Written exercise -
Repeat the records below word for word, but start at the line that contains "out the mountain", stop after the last line, and include nothing else.

** START OF Given records **

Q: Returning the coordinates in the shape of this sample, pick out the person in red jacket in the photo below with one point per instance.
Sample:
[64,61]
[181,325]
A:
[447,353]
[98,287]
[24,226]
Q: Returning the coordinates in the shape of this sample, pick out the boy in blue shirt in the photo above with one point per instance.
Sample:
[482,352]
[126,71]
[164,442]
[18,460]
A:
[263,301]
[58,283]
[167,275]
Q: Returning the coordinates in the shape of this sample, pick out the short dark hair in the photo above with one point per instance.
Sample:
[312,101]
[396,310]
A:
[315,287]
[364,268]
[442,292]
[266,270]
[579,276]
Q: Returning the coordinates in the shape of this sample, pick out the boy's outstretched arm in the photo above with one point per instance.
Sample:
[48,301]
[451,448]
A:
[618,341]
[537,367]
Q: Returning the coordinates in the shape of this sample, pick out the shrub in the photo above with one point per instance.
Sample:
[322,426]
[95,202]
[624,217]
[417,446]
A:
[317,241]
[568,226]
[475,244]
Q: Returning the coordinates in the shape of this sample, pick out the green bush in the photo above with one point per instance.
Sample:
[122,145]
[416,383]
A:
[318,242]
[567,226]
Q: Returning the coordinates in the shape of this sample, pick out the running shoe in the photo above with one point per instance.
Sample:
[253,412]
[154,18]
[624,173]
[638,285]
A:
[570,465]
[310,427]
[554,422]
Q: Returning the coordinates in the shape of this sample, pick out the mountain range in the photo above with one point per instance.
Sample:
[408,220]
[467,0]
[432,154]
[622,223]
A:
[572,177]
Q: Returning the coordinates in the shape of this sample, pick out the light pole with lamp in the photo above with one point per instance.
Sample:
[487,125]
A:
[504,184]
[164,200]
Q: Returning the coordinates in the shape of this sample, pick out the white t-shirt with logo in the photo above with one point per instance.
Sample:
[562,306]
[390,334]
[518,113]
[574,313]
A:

** END OF Given records **

Result below -
Q: Returning the coordinates in the shape of this sample, pick out the mountain range in the photo above with one point per instance.
Sample:
[408,220]
[467,0]
[432,154]
[622,223]
A:
[572,177]
Q: Returning the coordinates in the shape of this sample, pick out the light pole with lamp in the photo above with one point per instance.
Sample:
[487,125]
A:
[504,184]
[164,200]
Q: Returning the coordinates in the shape of this sample, pick out the white t-shirt with logo in the photo above with one point per instance.
Sample:
[562,306]
[390,334]
[518,113]
[574,313]
A:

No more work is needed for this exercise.